* **EXTRACT PROVIDED**
HAYES JOHN John Hayes MP is Minister of State for Further Education, Skills and Lifelong Learning.

Government’s first concern must always be to protect the public. But sending offenders to prison is not enough to achieve this objective; we must also do our best to ensure that those who commit crime do not reoffend.

The penal system has great capacity to rehabilitate as well as to punish. It therefore makes sense in social, as well as financial, terms to ensure that those who transgress do so only once. After punishment finishes, reintegration must follow.

Crime costs us around £60bn a year: a truly staggering figure. And we know that over £9bn of that is the result of reoffending. So much could be prevented through effective and, above all, relevant education courses. Only by equipping prisoners and offenders in the community with the right skills will they be able to access work and so make a positive contribution to the economy.

That is why giving offenders the chance of a fresh start through education is so important. The Justice Secretary, Ken Clarke, has called for a “rehabilitation revolution” aimed at cutting the rate of reoffending. I want learning to be at the centre of this revolution. What more effective tool is there than education to steer someone away from a destructive way of life and towards a constructive one? But for offender learning to reach its potential we must ensure that education inspires a new sense of purpose, putting those who have done wrong back on the right track.

* **WHAT THIS EXERCISE ASKS**
- A) Summarize the passage on offender education in two sentences.
- B) Extract every line of the rows that contains the string "blue", treating the match as case-sensitive.
The passage on offender education has no connection to the rows that follow.

* **PROVIDED DATA**

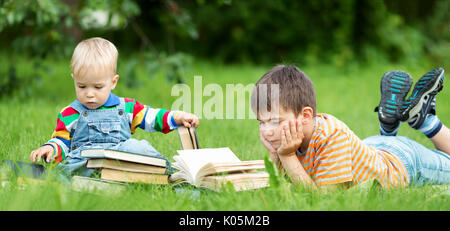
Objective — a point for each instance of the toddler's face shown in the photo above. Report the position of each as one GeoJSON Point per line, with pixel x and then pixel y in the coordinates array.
{"type": "Point", "coordinates": [271, 123]}
{"type": "Point", "coordinates": [94, 87]}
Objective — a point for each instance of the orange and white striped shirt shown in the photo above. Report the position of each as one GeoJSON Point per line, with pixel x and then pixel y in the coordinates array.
{"type": "Point", "coordinates": [336, 155]}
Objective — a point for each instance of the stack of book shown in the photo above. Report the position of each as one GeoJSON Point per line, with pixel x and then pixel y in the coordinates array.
{"type": "Point", "coordinates": [122, 166]}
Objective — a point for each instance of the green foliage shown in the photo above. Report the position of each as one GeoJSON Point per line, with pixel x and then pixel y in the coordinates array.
{"type": "Point", "coordinates": [26, 125]}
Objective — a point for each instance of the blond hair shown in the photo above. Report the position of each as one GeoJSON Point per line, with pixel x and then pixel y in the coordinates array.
{"type": "Point", "coordinates": [94, 53]}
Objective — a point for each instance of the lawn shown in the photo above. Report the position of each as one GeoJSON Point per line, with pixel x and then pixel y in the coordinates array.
{"type": "Point", "coordinates": [349, 93]}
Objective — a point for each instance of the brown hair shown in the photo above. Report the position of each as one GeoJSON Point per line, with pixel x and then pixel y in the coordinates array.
{"type": "Point", "coordinates": [296, 90]}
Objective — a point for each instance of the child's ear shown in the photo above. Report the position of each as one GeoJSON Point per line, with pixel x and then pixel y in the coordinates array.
{"type": "Point", "coordinates": [115, 80]}
{"type": "Point", "coordinates": [307, 115]}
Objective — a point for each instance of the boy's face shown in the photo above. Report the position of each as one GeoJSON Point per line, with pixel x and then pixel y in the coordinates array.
{"type": "Point", "coordinates": [271, 123]}
{"type": "Point", "coordinates": [94, 87]}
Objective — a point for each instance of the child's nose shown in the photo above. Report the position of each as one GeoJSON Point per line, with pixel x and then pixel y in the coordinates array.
{"type": "Point", "coordinates": [267, 131]}
{"type": "Point", "coordinates": [90, 94]}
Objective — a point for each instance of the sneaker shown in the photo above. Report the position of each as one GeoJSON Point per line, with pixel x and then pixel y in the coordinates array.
{"type": "Point", "coordinates": [395, 85]}
{"type": "Point", "coordinates": [422, 99]}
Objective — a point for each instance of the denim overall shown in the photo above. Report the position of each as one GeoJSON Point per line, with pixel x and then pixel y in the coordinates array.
{"type": "Point", "coordinates": [103, 129]}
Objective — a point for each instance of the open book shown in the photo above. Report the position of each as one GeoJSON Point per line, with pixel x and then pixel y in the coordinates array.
{"type": "Point", "coordinates": [211, 167]}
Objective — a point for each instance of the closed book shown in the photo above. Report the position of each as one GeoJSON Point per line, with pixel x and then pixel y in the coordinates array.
{"type": "Point", "coordinates": [121, 155]}
{"type": "Point", "coordinates": [124, 166]}
{"type": "Point", "coordinates": [123, 176]}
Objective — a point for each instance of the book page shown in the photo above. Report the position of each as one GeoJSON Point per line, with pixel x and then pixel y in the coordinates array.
{"type": "Point", "coordinates": [195, 159]}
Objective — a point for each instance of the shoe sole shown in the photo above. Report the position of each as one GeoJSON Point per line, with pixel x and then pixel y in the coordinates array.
{"type": "Point", "coordinates": [417, 103]}
{"type": "Point", "coordinates": [395, 85]}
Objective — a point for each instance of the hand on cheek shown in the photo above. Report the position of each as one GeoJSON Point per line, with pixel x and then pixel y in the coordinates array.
{"type": "Point", "coordinates": [291, 137]}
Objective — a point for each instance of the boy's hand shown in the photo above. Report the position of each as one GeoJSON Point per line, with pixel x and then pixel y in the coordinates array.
{"type": "Point", "coordinates": [187, 119]}
{"type": "Point", "coordinates": [291, 137]}
{"type": "Point", "coordinates": [44, 151]}
{"type": "Point", "coordinates": [273, 152]}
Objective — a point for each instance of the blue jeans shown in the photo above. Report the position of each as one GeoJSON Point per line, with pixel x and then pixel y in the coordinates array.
{"type": "Point", "coordinates": [424, 165]}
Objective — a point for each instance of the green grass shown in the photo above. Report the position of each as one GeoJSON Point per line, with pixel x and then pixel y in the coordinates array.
{"type": "Point", "coordinates": [349, 93]}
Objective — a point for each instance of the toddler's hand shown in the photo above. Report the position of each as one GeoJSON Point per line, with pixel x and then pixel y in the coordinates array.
{"type": "Point", "coordinates": [273, 152]}
{"type": "Point", "coordinates": [291, 137]}
{"type": "Point", "coordinates": [187, 119]}
{"type": "Point", "coordinates": [44, 151]}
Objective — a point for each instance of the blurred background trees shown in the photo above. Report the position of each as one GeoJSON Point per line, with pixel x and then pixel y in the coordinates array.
{"type": "Point", "coordinates": [168, 34]}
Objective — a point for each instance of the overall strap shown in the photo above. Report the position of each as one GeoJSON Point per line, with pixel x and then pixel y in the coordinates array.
{"type": "Point", "coordinates": [121, 106]}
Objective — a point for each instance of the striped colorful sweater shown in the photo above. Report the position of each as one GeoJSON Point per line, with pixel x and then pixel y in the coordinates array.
{"type": "Point", "coordinates": [139, 116]}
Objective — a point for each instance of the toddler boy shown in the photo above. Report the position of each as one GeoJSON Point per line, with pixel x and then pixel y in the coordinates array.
{"type": "Point", "coordinates": [100, 119]}
{"type": "Point", "coordinates": [318, 149]}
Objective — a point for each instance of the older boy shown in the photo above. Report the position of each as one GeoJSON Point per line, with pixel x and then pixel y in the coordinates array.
{"type": "Point", "coordinates": [318, 149]}
{"type": "Point", "coordinates": [100, 119]}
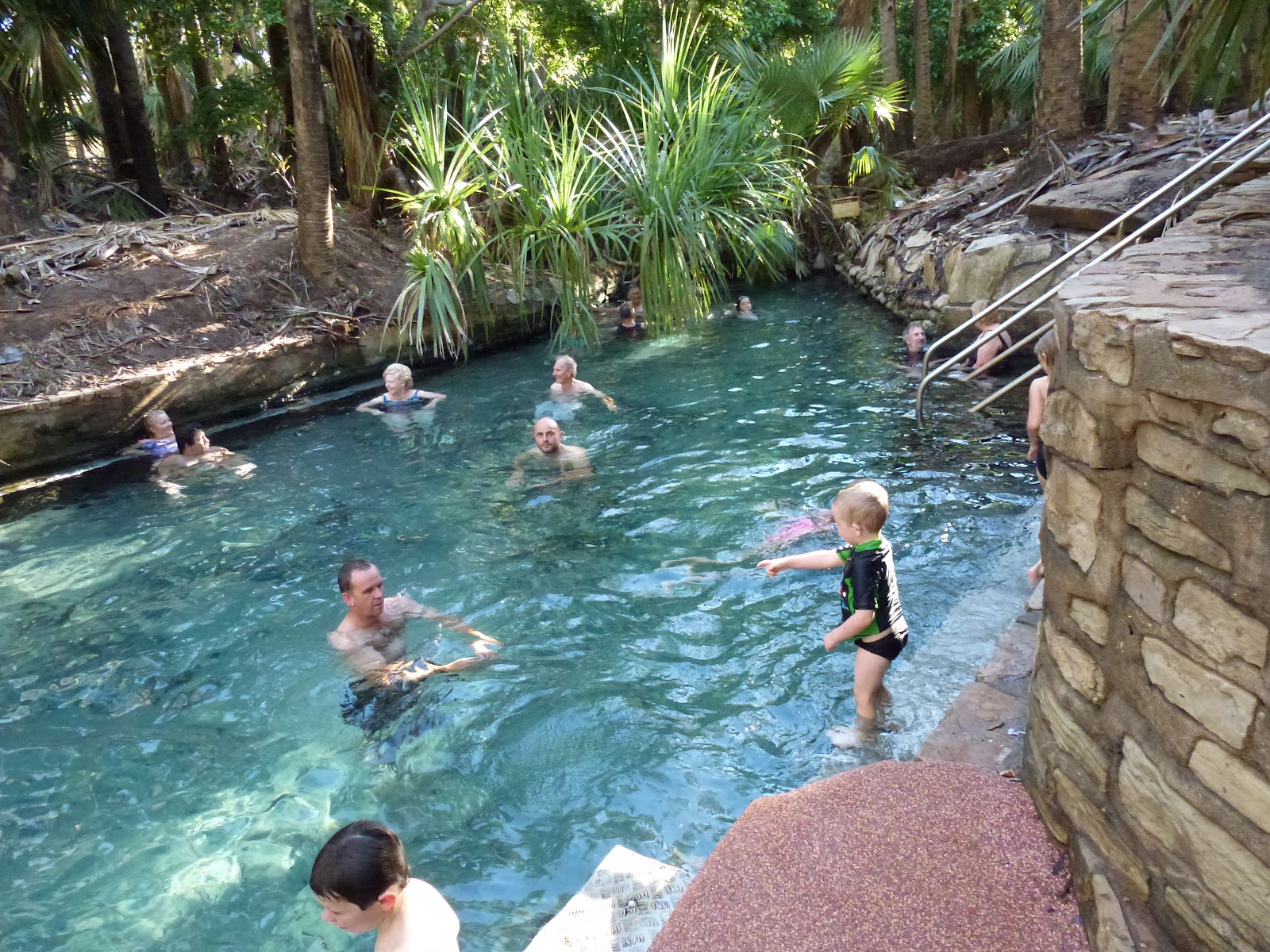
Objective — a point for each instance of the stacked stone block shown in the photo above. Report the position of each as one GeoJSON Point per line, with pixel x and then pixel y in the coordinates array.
{"type": "Point", "coordinates": [1149, 747]}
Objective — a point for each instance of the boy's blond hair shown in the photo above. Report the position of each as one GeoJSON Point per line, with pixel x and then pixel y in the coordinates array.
{"type": "Point", "coordinates": [863, 503]}
{"type": "Point", "coordinates": [399, 370]}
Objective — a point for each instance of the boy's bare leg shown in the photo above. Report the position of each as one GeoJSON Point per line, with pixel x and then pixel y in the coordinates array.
{"type": "Point", "coordinates": [870, 670]}
{"type": "Point", "coordinates": [870, 693]}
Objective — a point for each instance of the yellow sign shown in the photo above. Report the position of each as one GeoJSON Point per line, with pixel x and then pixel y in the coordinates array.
{"type": "Point", "coordinates": [846, 207]}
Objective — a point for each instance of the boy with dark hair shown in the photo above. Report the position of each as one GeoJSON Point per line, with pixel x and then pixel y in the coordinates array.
{"type": "Point", "coordinates": [362, 881]}
{"type": "Point", "coordinates": [872, 613]}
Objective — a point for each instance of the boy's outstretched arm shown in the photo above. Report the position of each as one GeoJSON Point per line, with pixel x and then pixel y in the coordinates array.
{"type": "Point", "coordinates": [821, 559]}
{"type": "Point", "coordinates": [850, 628]}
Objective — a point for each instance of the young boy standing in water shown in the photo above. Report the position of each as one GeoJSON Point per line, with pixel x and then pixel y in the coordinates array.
{"type": "Point", "coordinates": [872, 613]}
{"type": "Point", "coordinates": [364, 882]}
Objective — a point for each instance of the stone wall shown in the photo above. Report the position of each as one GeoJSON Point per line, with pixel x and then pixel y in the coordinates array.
{"type": "Point", "coordinates": [1149, 744]}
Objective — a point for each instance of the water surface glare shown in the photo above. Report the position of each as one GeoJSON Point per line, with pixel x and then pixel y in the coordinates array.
{"type": "Point", "coordinates": [171, 750]}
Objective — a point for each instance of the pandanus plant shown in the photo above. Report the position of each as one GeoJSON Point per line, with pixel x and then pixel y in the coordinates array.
{"type": "Point", "coordinates": [679, 175]}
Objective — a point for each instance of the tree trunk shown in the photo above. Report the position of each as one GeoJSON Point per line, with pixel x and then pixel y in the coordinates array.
{"type": "Point", "coordinates": [108, 111]}
{"type": "Point", "coordinates": [889, 44]}
{"type": "Point", "coordinates": [175, 107]}
{"type": "Point", "coordinates": [1133, 93]}
{"type": "Point", "coordinates": [924, 111]}
{"type": "Point", "coordinates": [216, 149]}
{"type": "Point", "coordinates": [949, 97]}
{"type": "Point", "coordinates": [1060, 101]}
{"type": "Point", "coordinates": [12, 184]}
{"type": "Point", "coordinates": [854, 16]}
{"type": "Point", "coordinates": [276, 37]}
{"type": "Point", "coordinates": [133, 102]}
{"type": "Point", "coordinates": [315, 236]}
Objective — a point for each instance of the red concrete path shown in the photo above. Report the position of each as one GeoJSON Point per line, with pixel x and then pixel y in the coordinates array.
{"type": "Point", "coordinates": [929, 857]}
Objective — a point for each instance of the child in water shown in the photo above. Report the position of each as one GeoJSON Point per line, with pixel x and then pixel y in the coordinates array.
{"type": "Point", "coordinates": [362, 880]}
{"type": "Point", "coordinates": [745, 309]}
{"type": "Point", "coordinates": [1047, 348]}
{"type": "Point", "coordinates": [400, 395]}
{"type": "Point", "coordinates": [873, 617]}
{"type": "Point", "coordinates": [160, 438]}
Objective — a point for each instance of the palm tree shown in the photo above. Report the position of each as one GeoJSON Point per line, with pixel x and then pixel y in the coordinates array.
{"type": "Point", "coordinates": [889, 44]}
{"type": "Point", "coordinates": [1133, 93]}
{"type": "Point", "coordinates": [315, 235]}
{"type": "Point", "coordinates": [1060, 101]}
{"type": "Point", "coordinates": [924, 112]}
{"type": "Point", "coordinates": [133, 103]}
{"type": "Point", "coordinates": [854, 16]}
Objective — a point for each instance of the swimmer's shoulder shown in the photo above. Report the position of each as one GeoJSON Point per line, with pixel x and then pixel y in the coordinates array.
{"type": "Point", "coordinates": [432, 924]}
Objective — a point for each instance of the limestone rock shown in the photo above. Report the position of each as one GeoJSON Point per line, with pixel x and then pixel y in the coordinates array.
{"type": "Point", "coordinates": [1076, 666]}
{"type": "Point", "coordinates": [1072, 513]}
{"type": "Point", "coordinates": [1232, 780]}
{"type": "Point", "coordinates": [1174, 410]}
{"type": "Point", "coordinates": [1071, 429]}
{"type": "Point", "coordinates": [1068, 734]}
{"type": "Point", "coordinates": [1103, 344]}
{"type": "Point", "coordinates": [979, 270]}
{"type": "Point", "coordinates": [1172, 455]}
{"type": "Point", "coordinates": [1091, 822]}
{"type": "Point", "coordinates": [1174, 533]}
{"type": "Point", "coordinates": [1223, 631]}
{"type": "Point", "coordinates": [1251, 429]}
{"type": "Point", "coordinates": [1113, 931]}
{"type": "Point", "coordinates": [1165, 818]}
{"type": "Point", "coordinates": [1147, 589]}
{"type": "Point", "coordinates": [1087, 206]}
{"type": "Point", "coordinates": [1206, 932]}
{"type": "Point", "coordinates": [1091, 619]}
{"type": "Point", "coordinates": [1223, 708]}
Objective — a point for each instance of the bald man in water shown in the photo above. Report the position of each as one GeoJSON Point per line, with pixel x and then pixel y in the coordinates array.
{"type": "Point", "coordinates": [371, 638]}
{"type": "Point", "coordinates": [550, 455]}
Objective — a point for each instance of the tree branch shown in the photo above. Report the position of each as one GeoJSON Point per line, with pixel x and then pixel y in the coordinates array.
{"type": "Point", "coordinates": [419, 48]}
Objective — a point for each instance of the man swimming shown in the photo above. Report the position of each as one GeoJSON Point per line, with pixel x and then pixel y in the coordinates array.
{"type": "Point", "coordinates": [550, 455]}
{"type": "Point", "coordinates": [371, 640]}
{"type": "Point", "coordinates": [568, 387]}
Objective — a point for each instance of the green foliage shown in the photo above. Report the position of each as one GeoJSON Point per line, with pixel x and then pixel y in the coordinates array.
{"type": "Point", "coordinates": [1217, 44]}
{"type": "Point", "coordinates": [821, 86]}
{"type": "Point", "coordinates": [677, 171]}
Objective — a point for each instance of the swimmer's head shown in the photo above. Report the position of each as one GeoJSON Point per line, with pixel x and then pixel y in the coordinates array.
{"type": "Point", "coordinates": [1047, 349]}
{"type": "Point", "coordinates": [914, 338]}
{"type": "Point", "coordinates": [548, 436]}
{"type": "Point", "coordinates": [359, 876]}
{"type": "Point", "coordinates": [864, 505]}
{"type": "Point", "coordinates": [361, 585]}
{"type": "Point", "coordinates": [192, 437]}
{"type": "Point", "coordinates": [565, 368]}
{"type": "Point", "coordinates": [158, 424]}
{"type": "Point", "coordinates": [398, 374]}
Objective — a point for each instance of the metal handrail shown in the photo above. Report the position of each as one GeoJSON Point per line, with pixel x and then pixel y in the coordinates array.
{"type": "Point", "coordinates": [927, 374]}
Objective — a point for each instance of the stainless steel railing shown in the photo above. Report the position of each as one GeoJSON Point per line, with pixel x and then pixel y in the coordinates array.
{"type": "Point", "coordinates": [927, 374]}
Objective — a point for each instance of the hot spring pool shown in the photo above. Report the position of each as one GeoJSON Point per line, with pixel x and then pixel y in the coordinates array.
{"type": "Point", "coordinates": [171, 750]}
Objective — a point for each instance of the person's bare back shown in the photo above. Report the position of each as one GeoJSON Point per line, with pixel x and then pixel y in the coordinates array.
{"type": "Point", "coordinates": [423, 923]}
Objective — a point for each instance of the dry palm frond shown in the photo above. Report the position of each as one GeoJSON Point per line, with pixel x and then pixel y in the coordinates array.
{"type": "Point", "coordinates": [93, 245]}
{"type": "Point", "coordinates": [361, 145]}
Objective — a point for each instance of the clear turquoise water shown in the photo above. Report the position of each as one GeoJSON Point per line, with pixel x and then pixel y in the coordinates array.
{"type": "Point", "coordinates": [171, 752]}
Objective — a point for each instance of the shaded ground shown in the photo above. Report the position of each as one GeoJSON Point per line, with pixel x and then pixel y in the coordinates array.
{"type": "Point", "coordinates": [101, 302]}
{"type": "Point", "coordinates": [921, 857]}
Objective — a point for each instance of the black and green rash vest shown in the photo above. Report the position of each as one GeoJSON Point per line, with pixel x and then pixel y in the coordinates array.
{"type": "Point", "coordinates": [869, 585]}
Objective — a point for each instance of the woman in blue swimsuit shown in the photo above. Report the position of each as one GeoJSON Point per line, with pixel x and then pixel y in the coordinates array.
{"type": "Point", "coordinates": [400, 395]}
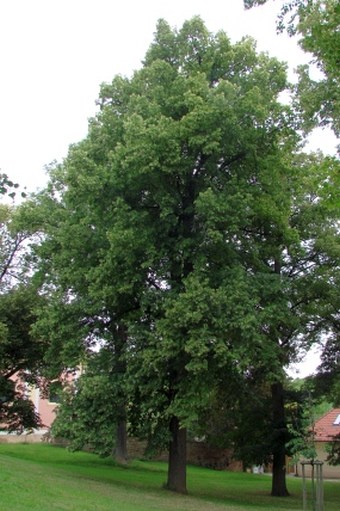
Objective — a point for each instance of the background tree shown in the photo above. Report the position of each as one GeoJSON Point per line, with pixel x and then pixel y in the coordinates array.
{"type": "Point", "coordinates": [316, 22]}
{"type": "Point", "coordinates": [178, 225]}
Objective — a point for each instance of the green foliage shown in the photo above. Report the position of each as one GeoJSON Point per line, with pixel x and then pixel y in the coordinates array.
{"type": "Point", "coordinates": [316, 22]}
{"type": "Point", "coordinates": [20, 358]}
{"type": "Point", "coordinates": [82, 481]}
{"type": "Point", "coordinates": [186, 234]}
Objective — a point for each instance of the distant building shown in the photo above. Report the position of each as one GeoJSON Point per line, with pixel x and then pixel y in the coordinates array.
{"type": "Point", "coordinates": [326, 430]}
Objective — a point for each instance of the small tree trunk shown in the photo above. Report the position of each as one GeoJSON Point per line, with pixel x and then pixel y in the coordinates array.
{"type": "Point", "coordinates": [177, 458]}
{"type": "Point", "coordinates": [279, 487]}
{"type": "Point", "coordinates": [121, 454]}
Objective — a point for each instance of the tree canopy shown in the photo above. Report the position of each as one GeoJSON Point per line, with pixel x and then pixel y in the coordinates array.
{"type": "Point", "coordinates": [177, 238]}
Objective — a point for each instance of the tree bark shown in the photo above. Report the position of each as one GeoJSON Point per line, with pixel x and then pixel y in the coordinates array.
{"type": "Point", "coordinates": [177, 458]}
{"type": "Point", "coordinates": [121, 454]}
{"type": "Point", "coordinates": [279, 487]}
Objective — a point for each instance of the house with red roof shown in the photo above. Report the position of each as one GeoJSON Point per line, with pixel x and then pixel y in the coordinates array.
{"type": "Point", "coordinates": [325, 431]}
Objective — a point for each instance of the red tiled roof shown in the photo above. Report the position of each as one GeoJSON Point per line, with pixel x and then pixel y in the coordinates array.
{"type": "Point", "coordinates": [328, 426]}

* **SOLUTIONS FOR EACH TASK**
- A) Because protecting the public requires preventing reoffending as well as imprisoning offenders, the passage argues that prisoners and offenders in the community should receive relevant education that equips them with skills for work. It notes that over £9bn of the roughly £60bn annual cost of crime results from reoffending, and it calls for learning to be at the center of the "rehabilitation revolution" sought by the Justice Secretary, Ken Clarke.

- B)
Objective — a point for each instance of the blue jeans shown in the photo above. Report the position of each as one GeoJSON Point per line, with pixel x and then pixel y in the coordinates array.
Objective — a point for each instance of the woman in blue swimsuit shown in the photo above. Report the position of each as one GeoJSON Point per line, with pixel x and then pixel y in the coordinates array.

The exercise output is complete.